* **YOUR GOAL**
Answer these questions on the passage about characters and the Quixote:
1. By what event, according to the passage, does the great artist fulfill a character?
2. Among almost novels, how does the passage rank the Quixote?
3. In the passage the reader is told to read again, what does the Quixote complain about?

* **ARTICLE**
(begin)
And here we come to the sensational climax of my theory against climaxes and sensationalism. To a “character” as such only one thing can happen; and all literature, all the technique of the art of the novel should work towards, should dedicate itself to making happen this unique possible achievement for a character. Characters exist by and for a single event: the only thing that can happen to them as such, since otherwise they are only representing some human being, to whom everything is happening; the only thing is: that through a technique of most exquisite subtlety, the great artist suddenly brings them to Life. For example, everything in the Quixote is mere story, natural not artistic beauty, non-conscious art, humorous and serious, a spontaneous product or enthusiasm—produced in the author by the story—not of technique. It’s the greatest of the almost novels, much more psychological than the psychoanalytical minutiae of the novelists of interior monologue, but it is not “fine art”: it’s a human product of natural beauty, psychological realism.

But in one of the greatest works of non-conscious art, technical or conscious prose was inaugurated. Read again the passage where the Quixote complains about Avellaneda publishing an inexact history of his deeds; think about this: a “character” with a “history.” You will feel vertigo; you will believe that the Quixote lives when you see this “character” complain of what is said about him and his life. Then an even deeper vertigo: with your mind so trained by a thousand pages of reading to believe the impossible, you will have the sudden shock of thinking that it is you, who believed yourself to be very much alive, that are the “character” without reality.
(end)
(Labeling and segmentation records)
(begin)
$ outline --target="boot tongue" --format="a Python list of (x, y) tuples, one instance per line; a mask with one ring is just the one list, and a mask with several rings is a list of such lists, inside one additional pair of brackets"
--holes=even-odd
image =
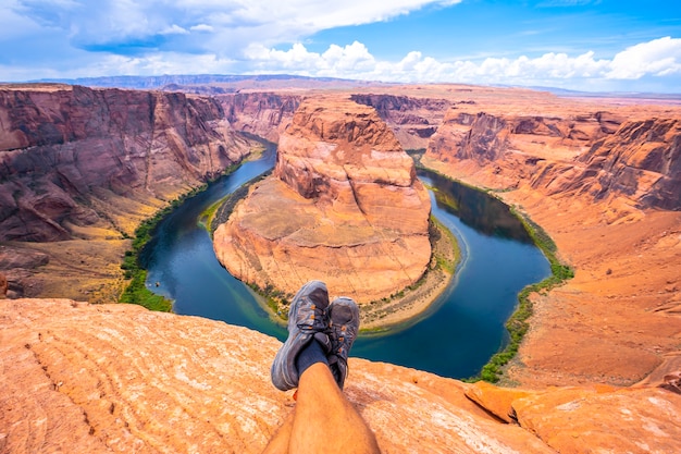
[(334, 324), (345, 324), (352, 320), (352, 309), (348, 306), (335, 306), (333, 308)]
[(314, 333), (314, 340), (322, 346), (324, 355), (329, 355), (331, 353), (331, 339), (329, 339), (329, 335), (318, 331)]
[(320, 309), (325, 309), (326, 306), (329, 306), (329, 292), (326, 291), (325, 287), (320, 286), (320, 287), (314, 289), (312, 292), (310, 292), (308, 297)]

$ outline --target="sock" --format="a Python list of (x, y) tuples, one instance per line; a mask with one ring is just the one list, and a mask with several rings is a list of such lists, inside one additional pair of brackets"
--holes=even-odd
[(315, 363), (324, 363), (329, 366), (329, 361), (326, 360), (326, 355), (324, 355), (324, 351), (322, 349), (322, 345), (317, 342), (317, 340), (312, 339), (312, 341), (298, 354), (296, 357), (296, 368), (298, 369), (298, 377), (305, 372), (308, 367), (312, 366)]

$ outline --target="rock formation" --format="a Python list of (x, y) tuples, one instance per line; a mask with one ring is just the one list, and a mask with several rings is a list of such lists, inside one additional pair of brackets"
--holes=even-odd
[(3, 87), (0, 241), (132, 234), (135, 219), (219, 175), (247, 151), (213, 99)]
[(450, 109), (429, 154), (480, 170), (497, 187), (520, 180), (545, 194), (587, 193), (639, 208), (681, 209), (681, 121), (585, 109), (527, 116)]
[(381, 119), (393, 130), (405, 149), (428, 146), (437, 131), (444, 113), (451, 105), (446, 99), (416, 98), (387, 94), (357, 94), (351, 99), (376, 109)]
[[(0, 314), (3, 453), (260, 453), (295, 407), (270, 383), (281, 343), (245, 328), (66, 299)], [(659, 383), (507, 390), (349, 366), (345, 393), (384, 453), (681, 450), (681, 395)]]
[(260, 287), (310, 279), (361, 303), (414, 283), (430, 261), (430, 199), (375, 110), (309, 99), (280, 139), (274, 174), (214, 234), (220, 261)]
[(628, 385), (678, 368), (679, 107), (500, 89), (465, 96), (475, 105), (455, 103), (422, 162), (498, 189), (575, 270), (534, 296), (510, 379)]
[(0, 299), (7, 296), (8, 289), (8, 279), (4, 277), (4, 274), (0, 273)]
[(216, 97), (234, 130), (274, 143), (290, 123), (301, 98), (301, 95), (275, 93), (238, 93)]

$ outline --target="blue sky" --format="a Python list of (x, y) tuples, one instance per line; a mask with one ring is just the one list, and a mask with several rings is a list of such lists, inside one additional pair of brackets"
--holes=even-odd
[(0, 0), (0, 81), (298, 74), (681, 93), (681, 5)]

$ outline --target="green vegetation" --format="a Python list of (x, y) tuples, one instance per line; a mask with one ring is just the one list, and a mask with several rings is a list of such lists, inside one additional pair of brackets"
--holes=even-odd
[(147, 270), (139, 262), (139, 254), (151, 240), (151, 233), (156, 225), (172, 210), (171, 207), (174, 206), (175, 205), (171, 205), (158, 211), (152, 218), (146, 219), (135, 231), (132, 249), (125, 251), (123, 265), (121, 265), (121, 269), (125, 271), (125, 279), (129, 279), (131, 282), (123, 291), (119, 303), (138, 304), (147, 309), (163, 312), (170, 312), (173, 308), (172, 302), (161, 295), (157, 295), (145, 285), (147, 281)]
[[(231, 165), (223, 173), (224, 175), (234, 172), (239, 164)], [(205, 183), (172, 200), (166, 207), (160, 209), (151, 218), (145, 219), (133, 238), (132, 248), (125, 251), (121, 269), (125, 271), (124, 278), (129, 283), (119, 298), (119, 303), (138, 304), (150, 310), (170, 312), (173, 308), (172, 302), (161, 295), (151, 292), (145, 285), (147, 281), (147, 270), (140, 262), (140, 254), (144, 247), (151, 241), (156, 226), (175, 208), (179, 207), (186, 199), (206, 191), (209, 183)], [(124, 235), (124, 237), (127, 235)]]
[[(442, 172), (423, 167), (420, 160), (416, 160), (416, 164), (418, 168), (425, 169), (430, 172), (442, 175), (443, 177), (449, 179), (449, 176), (443, 174)], [(460, 181), (458, 183), (463, 184), (468, 187), (475, 188), (476, 191), (487, 193), (493, 197), (493, 193), (498, 192), (490, 188), (478, 188)], [(433, 188), (433, 191), (435, 189)], [(437, 200), (439, 203), (448, 205), (449, 207), (455, 209), (458, 208), (456, 200), (453, 200), (451, 197), (448, 197), (446, 194), (442, 194), (435, 191), (435, 196), (437, 197)], [(516, 356), (516, 354), (518, 353), (518, 348), (520, 347), (520, 343), (522, 342), (523, 336), (530, 328), (528, 319), (532, 316), (533, 312), (530, 295), (533, 293), (546, 293), (550, 289), (561, 285), (565, 281), (574, 277), (574, 271), (572, 270), (572, 268), (561, 263), (560, 260), (558, 260), (556, 243), (554, 243), (550, 236), (548, 236), (548, 234), (537, 223), (532, 221), (525, 214), (520, 213), (513, 208), (511, 208), (511, 213), (516, 216), (520, 220), (520, 222), (522, 222), (529, 235), (532, 237), (534, 244), (542, 250), (542, 253), (548, 260), (550, 265), (552, 275), (549, 275), (542, 282), (528, 285), (518, 294), (518, 307), (506, 322), (506, 329), (509, 333), (508, 345), (506, 345), (506, 347), (502, 352), (498, 352), (492, 358), (490, 358), (490, 361), (482, 368), (480, 376), (472, 377), (467, 381), (484, 380), (491, 383), (498, 382), (504, 373), (504, 367)]]
[(482, 368), (479, 377), (473, 377), (469, 381), (484, 380), (491, 383), (499, 381), (504, 373), (504, 367), (516, 356), (523, 336), (530, 328), (528, 319), (532, 316), (533, 307), (530, 295), (533, 293), (545, 294), (549, 290), (561, 285), (568, 279), (574, 277), (574, 271), (567, 265), (560, 263), (556, 257), (556, 244), (548, 234), (535, 222), (527, 216), (519, 213), (517, 210), (511, 212), (520, 219), (525, 225), (528, 233), (534, 241), (534, 244), (542, 249), (548, 262), (550, 263), (552, 275), (536, 284), (528, 285), (518, 294), (518, 308), (506, 322), (510, 340), (504, 351), (495, 354), (490, 361)]

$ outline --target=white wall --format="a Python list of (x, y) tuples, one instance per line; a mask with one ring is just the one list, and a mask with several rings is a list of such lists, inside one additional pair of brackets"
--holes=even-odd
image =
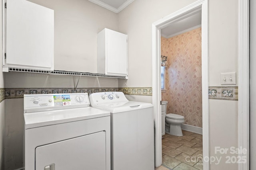
[(256, 2), (250, 0), (250, 168), (256, 169)]
[[(129, 79), (119, 81), (119, 87), (152, 87), (152, 23), (195, 1), (136, 0), (118, 14), (118, 30), (128, 37)], [(208, 2), (209, 86), (221, 86), (221, 72), (238, 72), (238, 0)], [(209, 100), (209, 104), (210, 156), (220, 156), (215, 147), (238, 147), (238, 103)], [(238, 168), (224, 160), (218, 166), (211, 164), (211, 169)]]
[[(237, 83), (238, 0), (208, 2), (209, 86), (221, 86), (221, 72), (236, 72)], [(216, 154), (214, 148), (238, 147), (238, 102), (210, 100), (209, 114), (210, 155), (222, 156), (220, 165), (212, 164), (210, 167), (238, 169), (237, 164), (225, 163), (228, 155)]]
[(136, 0), (118, 13), (118, 31), (128, 35), (128, 87), (152, 87), (152, 23), (195, 1)]
[[(97, 33), (105, 27), (117, 31), (117, 14), (86, 0), (30, 1), (54, 10), (54, 69), (96, 73)], [(0, 73), (2, 78), (2, 71)], [(21, 72), (5, 74), (6, 88), (74, 88), (79, 78)], [(81, 76), (77, 88), (118, 87), (115, 78)], [(22, 166), (23, 99), (6, 99), (5, 103), (6, 118), (4, 102), (0, 103), (0, 127), (6, 127), (4, 169), (12, 170)], [(1, 129), (4, 132), (4, 128)], [(0, 137), (4, 134), (2, 132)], [(0, 141), (0, 158), (1, 144)], [(0, 163), (3, 161), (0, 160)]]

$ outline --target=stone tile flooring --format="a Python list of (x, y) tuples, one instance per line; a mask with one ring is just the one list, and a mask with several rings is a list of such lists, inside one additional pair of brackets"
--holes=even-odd
[(155, 170), (203, 169), (202, 135), (182, 130), (183, 136), (162, 136), (162, 165)]

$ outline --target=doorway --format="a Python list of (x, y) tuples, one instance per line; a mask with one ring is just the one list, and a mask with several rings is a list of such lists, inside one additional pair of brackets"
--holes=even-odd
[[(204, 0), (192, 4), (152, 24), (152, 100), (156, 124), (156, 166), (161, 165), (162, 160), (162, 123), (160, 58), (161, 56), (161, 30), (172, 23), (184, 20), (198, 11), (202, 14), (202, 72), (203, 127), (203, 155), (208, 157), (209, 115), (208, 104), (208, 5)], [(204, 162), (204, 169), (209, 169), (208, 162)]]

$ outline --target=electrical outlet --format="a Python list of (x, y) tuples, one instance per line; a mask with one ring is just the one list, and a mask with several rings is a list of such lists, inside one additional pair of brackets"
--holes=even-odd
[(220, 73), (220, 84), (236, 84), (236, 72)]

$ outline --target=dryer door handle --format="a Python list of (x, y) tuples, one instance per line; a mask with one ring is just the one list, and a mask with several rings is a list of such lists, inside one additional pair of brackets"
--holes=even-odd
[(52, 164), (49, 165), (46, 165), (44, 166), (44, 170), (55, 170), (55, 164)]

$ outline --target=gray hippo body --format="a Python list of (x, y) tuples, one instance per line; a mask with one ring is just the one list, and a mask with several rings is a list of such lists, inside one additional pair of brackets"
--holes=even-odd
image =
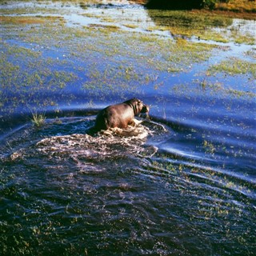
[(139, 113), (147, 113), (149, 110), (150, 107), (138, 98), (110, 105), (98, 114), (94, 130), (101, 130), (115, 127), (126, 128), (128, 125), (134, 123), (134, 116)]

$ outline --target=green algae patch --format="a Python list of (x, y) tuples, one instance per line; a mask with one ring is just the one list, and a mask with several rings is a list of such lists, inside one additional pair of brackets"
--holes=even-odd
[(0, 22), (14, 25), (44, 24), (62, 20), (62, 17), (52, 16), (0, 16)]

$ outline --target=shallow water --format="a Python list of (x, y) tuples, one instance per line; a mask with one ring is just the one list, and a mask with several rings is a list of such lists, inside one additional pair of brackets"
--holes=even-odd
[[(1, 254), (253, 255), (255, 46), (187, 39), (194, 57), (126, 2), (2, 10), (24, 4), (66, 22), (1, 25)], [(213, 68), (226, 60), (241, 72)], [(150, 110), (132, 133), (88, 134), (133, 97)]]

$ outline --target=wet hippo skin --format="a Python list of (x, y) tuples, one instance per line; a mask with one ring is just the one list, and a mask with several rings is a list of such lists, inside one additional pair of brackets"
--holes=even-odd
[(138, 98), (110, 105), (98, 114), (94, 129), (101, 130), (115, 127), (126, 128), (134, 122), (134, 116), (149, 110), (150, 107)]

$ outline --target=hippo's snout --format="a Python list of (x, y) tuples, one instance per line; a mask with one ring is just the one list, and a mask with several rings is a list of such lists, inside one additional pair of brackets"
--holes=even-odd
[(147, 113), (150, 111), (150, 106), (148, 105), (143, 105), (141, 113)]

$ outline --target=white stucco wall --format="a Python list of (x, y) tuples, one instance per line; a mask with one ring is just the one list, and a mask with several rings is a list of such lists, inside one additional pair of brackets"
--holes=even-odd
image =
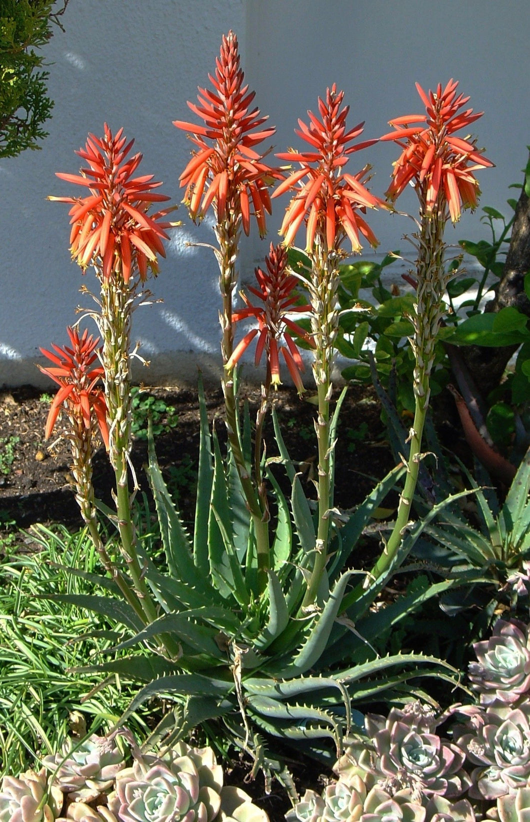
[[(508, 185), (520, 182), (530, 142), (530, 4), (521, 0), (71, 0), (64, 25), (66, 34), (58, 31), (46, 49), (55, 100), (49, 136), (41, 151), (0, 161), (0, 386), (39, 381), (39, 346), (65, 341), (81, 282), (96, 284), (70, 261), (67, 206), (45, 201), (73, 192), (54, 173), (75, 173), (74, 150), (107, 121), (136, 137), (143, 173), (164, 180), (163, 191), (179, 201), (190, 144), (172, 121), (194, 118), (186, 101), (206, 82), (229, 28), (256, 103), (277, 127), (278, 150), (299, 144), (297, 118), (316, 109), (334, 81), (344, 89), (350, 124), (366, 120), (372, 137), (388, 130), (391, 116), (421, 111), (415, 81), (428, 88), (454, 77), (470, 105), (486, 113), (473, 127), (496, 168), (479, 173), (482, 204), (506, 211), (506, 198), (517, 196)], [(394, 145), (380, 144), (354, 155), (352, 167), (372, 163), (380, 195), (395, 157)], [(273, 239), (283, 206), (270, 224)], [(413, 210), (412, 192), (401, 206)], [(183, 209), (178, 216), (186, 225), (152, 284), (164, 303), (135, 316), (135, 339), (152, 362), (140, 376), (151, 382), (194, 381), (197, 364), (206, 376), (217, 371), (215, 261), (207, 249), (186, 247), (211, 242), (211, 223), (197, 229)], [(480, 238), (478, 219), (466, 215), (449, 236)], [(406, 250), (408, 221), (377, 214), (371, 224), (382, 252)], [(268, 242), (255, 234), (246, 244), (246, 279)]]

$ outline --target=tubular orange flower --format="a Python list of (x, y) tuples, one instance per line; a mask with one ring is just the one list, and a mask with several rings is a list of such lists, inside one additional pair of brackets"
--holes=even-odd
[(104, 279), (121, 270), (128, 283), (137, 270), (145, 281), (148, 269), (158, 274), (157, 255), (165, 256), (162, 240), (168, 239), (164, 229), (173, 224), (163, 218), (174, 206), (147, 214), (153, 203), (169, 197), (153, 191), (162, 183), (153, 182), (152, 174), (132, 176), (142, 159), (141, 154), (126, 159), (134, 140), (127, 143), (122, 128), (113, 135), (107, 123), (104, 132), (101, 139), (89, 135), (85, 149), (76, 152), (89, 166), (80, 169), (81, 177), (57, 173), (86, 187), (90, 194), (48, 199), (71, 204), (71, 256), (84, 271), (94, 262)]
[(57, 367), (39, 367), (43, 373), (48, 374), (60, 386), (48, 414), (45, 437), (48, 439), (52, 433), (61, 406), (66, 405), (69, 415), (76, 420), (82, 420), (87, 430), (92, 425), (93, 413), (95, 414), (102, 439), (108, 449), (107, 404), (102, 388), (96, 387), (98, 381), (103, 376), (104, 369), (101, 366), (90, 367), (98, 358), (95, 349), (99, 338), (94, 339), (92, 335), (89, 337), (86, 330), (83, 332), (82, 337), (80, 337), (79, 333), (73, 328), (67, 328), (67, 330), (71, 348), (65, 346), (61, 349), (58, 345), (52, 344), (52, 348), (55, 349), (58, 357), (45, 349), (40, 349), (45, 357), (56, 363)]
[(343, 173), (349, 155), (376, 141), (366, 140), (348, 145), (362, 133), (364, 122), (346, 131), (349, 106), (340, 109), (343, 96), (343, 92), (338, 92), (334, 84), (326, 90), (325, 102), (319, 98), (318, 108), (322, 119), (319, 120), (309, 111), (309, 126), (298, 120), (300, 129), (295, 129), (295, 132), (315, 150), (290, 150), (286, 154), (276, 155), (280, 159), (299, 163), (301, 166), (272, 195), (277, 197), (288, 191), (296, 192), (280, 229), (286, 245), (293, 243), (304, 220), (307, 251), (312, 247), (317, 231), (325, 239), (329, 251), (337, 251), (345, 235), (350, 239), (354, 252), (362, 247), (360, 234), (371, 246), (378, 244), (373, 232), (359, 215), (359, 211), (365, 213), (366, 208), (385, 205), (362, 184), (370, 167), (366, 166), (357, 174)]
[[(297, 278), (287, 270), (287, 251), (282, 246), (270, 244), (270, 252), (265, 257), (267, 270), (260, 268), (255, 270), (258, 289), (249, 286), (251, 291), (262, 306), (253, 306), (245, 294), (242, 297), (247, 308), (234, 312), (232, 319), (234, 322), (247, 320), (253, 316), (257, 320), (258, 328), (249, 331), (236, 346), (234, 352), (227, 363), (227, 369), (233, 368), (243, 352), (248, 348), (254, 338), (259, 335), (256, 347), (255, 365), (258, 365), (263, 352), (267, 356), (270, 369), (271, 382), (278, 386), (280, 382), (279, 353), (281, 352), (285, 364), (297, 386), (299, 394), (304, 390), (301, 372), (305, 367), (300, 352), (289, 332), (293, 332), (298, 337), (311, 344), (311, 337), (304, 330), (290, 317), (293, 313), (306, 313), (311, 312), (310, 305), (295, 305), (297, 297), (293, 294), (297, 285)], [(282, 344), (283, 338), (285, 345)]]
[(205, 125), (173, 122), (177, 128), (189, 132), (190, 139), (199, 148), (180, 176), (181, 186), (186, 186), (184, 202), (193, 219), (204, 217), (212, 202), (215, 203), (218, 222), (224, 219), (228, 210), (233, 210), (241, 215), (247, 235), (251, 203), (260, 235), (264, 237), (265, 214), (271, 213), (268, 189), (274, 179), (282, 175), (264, 162), (265, 155), (255, 151), (254, 146), (272, 136), (275, 129), (253, 131), (268, 118), (260, 117), (257, 108), (249, 111), (256, 93), (243, 85), (237, 38), (233, 31), (223, 37), (215, 76), (209, 75), (209, 78), (214, 90), (199, 88), (199, 105), (187, 104)]
[(389, 120), (389, 125), (394, 131), (380, 138), (395, 141), (403, 149), (394, 164), (387, 197), (394, 201), (412, 182), (425, 213), (432, 214), (435, 208), (440, 207), (441, 195), (453, 223), (460, 219), (463, 208), (477, 206), (480, 189), (473, 172), (493, 165), (482, 150), (477, 148), (476, 141), (454, 136), (483, 114), (473, 113), (472, 109), (460, 110), (469, 97), (457, 96), (458, 85), (449, 80), (443, 91), (439, 84), (436, 92), (426, 95), (417, 83), (426, 113)]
(end)
* **REPLY TO THE EXERCISE**
1. Through a technique of most exquisite subtlety, the great artist suddenly brings the character to Life.
2. It is the greatest of the almost novels.
3. He complains about Avellaneda publishing an inexact history of his deeds.